[Raw records]
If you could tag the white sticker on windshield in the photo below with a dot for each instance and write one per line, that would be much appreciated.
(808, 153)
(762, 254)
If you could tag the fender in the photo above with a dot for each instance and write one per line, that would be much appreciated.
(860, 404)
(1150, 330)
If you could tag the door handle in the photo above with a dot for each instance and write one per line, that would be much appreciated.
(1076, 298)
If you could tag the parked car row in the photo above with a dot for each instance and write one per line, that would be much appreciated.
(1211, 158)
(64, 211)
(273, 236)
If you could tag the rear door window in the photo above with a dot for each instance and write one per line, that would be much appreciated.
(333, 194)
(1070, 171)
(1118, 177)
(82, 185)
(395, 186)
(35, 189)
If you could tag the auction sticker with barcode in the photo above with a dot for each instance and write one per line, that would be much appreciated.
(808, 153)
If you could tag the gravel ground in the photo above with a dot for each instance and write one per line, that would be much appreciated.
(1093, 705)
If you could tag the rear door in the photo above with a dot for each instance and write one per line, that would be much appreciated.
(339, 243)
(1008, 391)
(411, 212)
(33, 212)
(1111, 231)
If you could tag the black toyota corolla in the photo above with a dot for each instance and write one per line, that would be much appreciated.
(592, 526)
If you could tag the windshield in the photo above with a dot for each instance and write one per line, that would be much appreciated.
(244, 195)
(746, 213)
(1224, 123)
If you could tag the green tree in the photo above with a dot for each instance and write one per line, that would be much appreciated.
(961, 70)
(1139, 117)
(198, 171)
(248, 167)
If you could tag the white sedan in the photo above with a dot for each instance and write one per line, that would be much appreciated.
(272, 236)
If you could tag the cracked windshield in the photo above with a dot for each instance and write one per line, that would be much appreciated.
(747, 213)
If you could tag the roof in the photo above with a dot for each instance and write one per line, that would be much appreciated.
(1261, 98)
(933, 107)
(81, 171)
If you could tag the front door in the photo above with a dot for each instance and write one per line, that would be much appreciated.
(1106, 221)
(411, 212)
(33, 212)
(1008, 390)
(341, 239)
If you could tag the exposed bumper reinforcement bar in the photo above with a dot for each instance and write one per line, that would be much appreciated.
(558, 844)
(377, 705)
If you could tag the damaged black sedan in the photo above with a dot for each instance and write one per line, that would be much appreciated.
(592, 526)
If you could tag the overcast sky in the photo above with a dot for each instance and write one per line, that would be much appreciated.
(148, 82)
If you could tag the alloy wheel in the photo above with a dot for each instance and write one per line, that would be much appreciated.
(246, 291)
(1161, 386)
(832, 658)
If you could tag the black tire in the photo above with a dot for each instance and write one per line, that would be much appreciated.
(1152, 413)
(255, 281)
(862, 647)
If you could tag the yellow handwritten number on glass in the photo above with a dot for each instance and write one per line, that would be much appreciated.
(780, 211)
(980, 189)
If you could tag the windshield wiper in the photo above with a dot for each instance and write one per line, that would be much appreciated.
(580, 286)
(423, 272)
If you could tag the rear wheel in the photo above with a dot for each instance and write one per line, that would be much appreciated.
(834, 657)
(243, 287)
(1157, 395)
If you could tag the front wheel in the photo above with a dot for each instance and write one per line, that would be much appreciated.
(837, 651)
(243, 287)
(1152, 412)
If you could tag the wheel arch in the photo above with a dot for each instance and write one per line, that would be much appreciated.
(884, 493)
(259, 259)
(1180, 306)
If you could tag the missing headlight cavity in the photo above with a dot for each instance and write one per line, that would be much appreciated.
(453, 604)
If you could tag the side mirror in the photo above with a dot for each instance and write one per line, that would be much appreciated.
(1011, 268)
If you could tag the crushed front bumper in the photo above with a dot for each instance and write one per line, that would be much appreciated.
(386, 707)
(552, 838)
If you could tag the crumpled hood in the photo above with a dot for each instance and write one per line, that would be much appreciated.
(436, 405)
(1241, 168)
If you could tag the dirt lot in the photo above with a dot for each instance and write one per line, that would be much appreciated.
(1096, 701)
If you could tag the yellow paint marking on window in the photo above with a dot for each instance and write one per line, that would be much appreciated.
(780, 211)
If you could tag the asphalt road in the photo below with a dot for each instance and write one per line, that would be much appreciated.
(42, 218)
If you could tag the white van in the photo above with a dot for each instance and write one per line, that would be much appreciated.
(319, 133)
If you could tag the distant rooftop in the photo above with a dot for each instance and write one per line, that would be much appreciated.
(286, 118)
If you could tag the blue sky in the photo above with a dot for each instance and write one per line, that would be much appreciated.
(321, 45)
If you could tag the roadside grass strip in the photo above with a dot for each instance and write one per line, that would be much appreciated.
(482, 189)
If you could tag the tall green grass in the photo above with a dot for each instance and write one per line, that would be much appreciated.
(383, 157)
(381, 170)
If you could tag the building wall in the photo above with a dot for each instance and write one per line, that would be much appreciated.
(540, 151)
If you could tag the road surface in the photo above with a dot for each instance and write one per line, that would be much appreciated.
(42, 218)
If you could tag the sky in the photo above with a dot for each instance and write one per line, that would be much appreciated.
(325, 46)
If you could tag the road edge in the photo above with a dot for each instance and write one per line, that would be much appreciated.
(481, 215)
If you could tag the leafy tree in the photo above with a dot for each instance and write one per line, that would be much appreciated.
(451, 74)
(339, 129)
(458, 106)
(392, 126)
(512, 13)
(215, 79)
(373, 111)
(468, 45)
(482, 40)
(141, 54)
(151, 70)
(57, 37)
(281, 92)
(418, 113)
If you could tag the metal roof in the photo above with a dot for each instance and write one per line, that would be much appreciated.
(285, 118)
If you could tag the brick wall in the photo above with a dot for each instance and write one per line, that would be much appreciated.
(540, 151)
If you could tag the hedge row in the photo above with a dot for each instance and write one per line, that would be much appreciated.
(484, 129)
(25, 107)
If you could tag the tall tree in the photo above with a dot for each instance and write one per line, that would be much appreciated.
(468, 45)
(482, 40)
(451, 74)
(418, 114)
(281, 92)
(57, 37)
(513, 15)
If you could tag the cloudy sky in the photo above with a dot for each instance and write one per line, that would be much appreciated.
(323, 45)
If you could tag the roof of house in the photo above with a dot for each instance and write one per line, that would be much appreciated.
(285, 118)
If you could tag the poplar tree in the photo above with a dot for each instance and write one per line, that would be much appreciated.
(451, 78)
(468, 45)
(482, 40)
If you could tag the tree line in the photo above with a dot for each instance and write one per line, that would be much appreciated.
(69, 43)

Aim of the task: Update the listing by swapping "dot" for "point" wherever it occurs and leaving every other part unchanged.

Result:
If you could tag the white sticker on windshield in the photo below with a point for each instance and write one per line, that would be much appreciated.
(808, 153)
(762, 254)
If you could tag the fender in the photo above with a point for each instance and write one per line, that would be much appreciated.
(860, 404)
(1150, 330)
If you could tag the door handle in the photo above with a point for each instance and write one per line, that would be much appreciated.
(1076, 298)
If you could tag the parked car row in the photo above with a point for each instance and write one per line, that would be much appreciated.
(1211, 158)
(64, 211)
(273, 236)
If you could tag the rear door window in the photo above with a point for each instance and write one per line, that would be much appreciated.
(333, 194)
(1070, 171)
(1118, 177)
(82, 185)
(395, 186)
(35, 189)
If you could tag the auction sticker with barcode in the photo above with a point for each instance and write one per line, that would be much appreciated.
(808, 153)
If you could tag the gravel ground in the photo above with a point for each instance and write one per line, that would be much appreciated.
(1093, 705)
If you could tag the rear door in the photo above with a point for each instance and write one per line, that would be much appreciated.
(339, 243)
(1008, 391)
(411, 212)
(33, 212)
(1111, 231)
If you could tag the black toyota corolla in the photo above with a point for each instance and write one per line, that would be much appreciated.
(592, 526)
If you could tag the windshield in the photo above with a point for each instance and write one per line, that would be much appreciated.
(244, 195)
(746, 213)
(1224, 123)
If you could tag the green tree in the photo above with a point for each instance and write one per line, that would be much appreciated.
(961, 70)
(1139, 117)
(198, 171)
(248, 167)
If you could tag the white sedan in the photo above with a point for each instance and write one per line, that would be much appreciated.
(272, 236)
If you could tag the cracked windshield in the photo above with a point for each instance and write one per line, that would be much appreciated.
(747, 213)
If you could tag the roof in the photo above with a point for each instance and write one per line, that would be much appreciated.
(1261, 98)
(933, 107)
(81, 171)
If you could tag the front door in the photo above with a point for each instance and write one per line, that would be much appreciated.
(1106, 221)
(411, 212)
(33, 212)
(1008, 390)
(341, 239)
If you could tag the exposed bumper reinforcement bar in the photo above with a point for each instance and write one per line, that would be much appreciated.
(558, 844)
(377, 705)
If you could tag the damaged black sedan in the photo above with a point for each instance and write one per line, that would be much appreciated.
(592, 526)
If you could tag the overcast sky in the photo above with a point for each instance and write one per line, that would be much appreciated.
(148, 82)
If you could tag the alloy wheel in the photo above with a point for each instance and write one per line, that would be much appreciated.
(246, 291)
(1161, 386)
(832, 658)
If you could tag the black tire in the photo above with a point for each instance and write one per line, that would be much appreciated.
(1152, 413)
(255, 281)
(862, 647)
If you could tag the yellow handwritten number on glass in the photo above with a point for each instance and write one per line, that would be much appreciated.
(780, 211)
(980, 189)
If you could tag the windshield wiper in the photo above with a point for each instance and write one per line, that would be much appreciated.
(580, 286)
(423, 272)
If you could tag the rear wheel in the photo above with a point for each instance and write one per line, that would be much appreciated.
(834, 657)
(243, 287)
(1157, 395)
If you could tag the front wheel in the photo above with a point for each instance and write one per line, that would be much appreciated.
(837, 651)
(243, 287)
(1152, 412)
If you could tag the wheel arch in the photo above with a point for each instance and write one per line, that would be much appreciated.
(884, 493)
(259, 259)
(1180, 306)
If you could tag the missing headlight cavity in the photo above with a point for each instance and write one per line, that would be much appreciated.
(453, 604)
If you could tag the side mirror in the photo above with a point for each instance and write one per line, that would be much appreciated.
(1011, 268)
If you could tag the crushed front bumper in the photo above with a point for each instance and write one per line, that would be much appreciated.
(386, 707)
(552, 838)
If you could tag the crumpled hood in the photo above with a point for each instance and write one per line, that would be much appreciated.
(436, 405)
(1241, 168)
If you could tag the dirt lot in the photo above with a point for each instance and write one per line, that would be much appreciated.
(1096, 701)
If you could tag the yellow paint marking on window in the photo above with a point for each instance and write one per line, that would be much appreciated.
(780, 211)
If you could tag the asphalt road in the photo below with a point for each instance and write one per line, that would be much appreciated.
(42, 218)
If you could tag the white van in the photo above with a point for each instance and write one per line, that would be much appreciated.
(319, 133)
If you could tag the distant rooftop in the photo above with a point for each instance and write one per line, that would be much appreciated.
(286, 118)
If you could tag the blue sky in the photo above with a point for each instance and write one per line, that would be much appreciated.
(321, 45)
If you could tag the roadside grass strip in the photo above with a point for each instance and write one per line, that would be much appreciated.
(482, 189)
If you could tag the tall green grass in the photo above with a point for each instance and write one per line, that would be much appreciated.
(383, 157)
(381, 170)
If you could tag the building wall in the photo above with a point for each instance and write one per line, that would be much appreciated.
(540, 151)
If you could tag the road surface in the photo above with a point for each instance and write one per line, that would be much appreciated.
(42, 218)
If you could tag the sky in the photo above with a point for each instance and write one per line, that would be much appreciated.
(325, 46)
If you could tag the road edge in the photo above with a point for each instance and write one per line, that would be much appreciated.
(481, 215)
If you could tag the leafy tree in the photo above with a point for each instance and write one per line, that would be much appreciated.
(451, 74)
(339, 129)
(458, 106)
(392, 126)
(512, 13)
(215, 79)
(373, 111)
(468, 45)
(482, 40)
(141, 54)
(151, 70)
(57, 37)
(281, 92)
(418, 113)
If you could tag the metal roof in the photo above with a point for each instance and write one per line, that would be much appreciated.
(285, 118)
If you could tag the brick wall in the photo above with a point for each instance and write one per line, that would be much appreciated.
(540, 151)
If you could tag the hedge row in the photo above with a point for each instance and write one per line, that would be much appreciated.
(484, 129)
(25, 107)
If you could tag the tall tree in the photo above with a point for each instance and write one per line, that would be much appreciated.
(468, 45)
(482, 40)
(451, 74)
(418, 114)
(281, 92)
(57, 37)
(513, 15)
If you could tag the cloudy sky in the photo above with a point for each instance and write one per line, that would be much appreciated.
(323, 45)
If you could tag the roof of house in the photo above with a point for each instance and write one per line, that would be much appreciated.
(285, 118)
If you could tag the poplar tree in the photo above with a point for each instance and write one per line, that would be much appreciated.
(451, 78)
(468, 45)
(482, 40)
If you could tag the tree line in the photo above with a point for each instance and write one per line, that would be much appreciated.
(69, 43)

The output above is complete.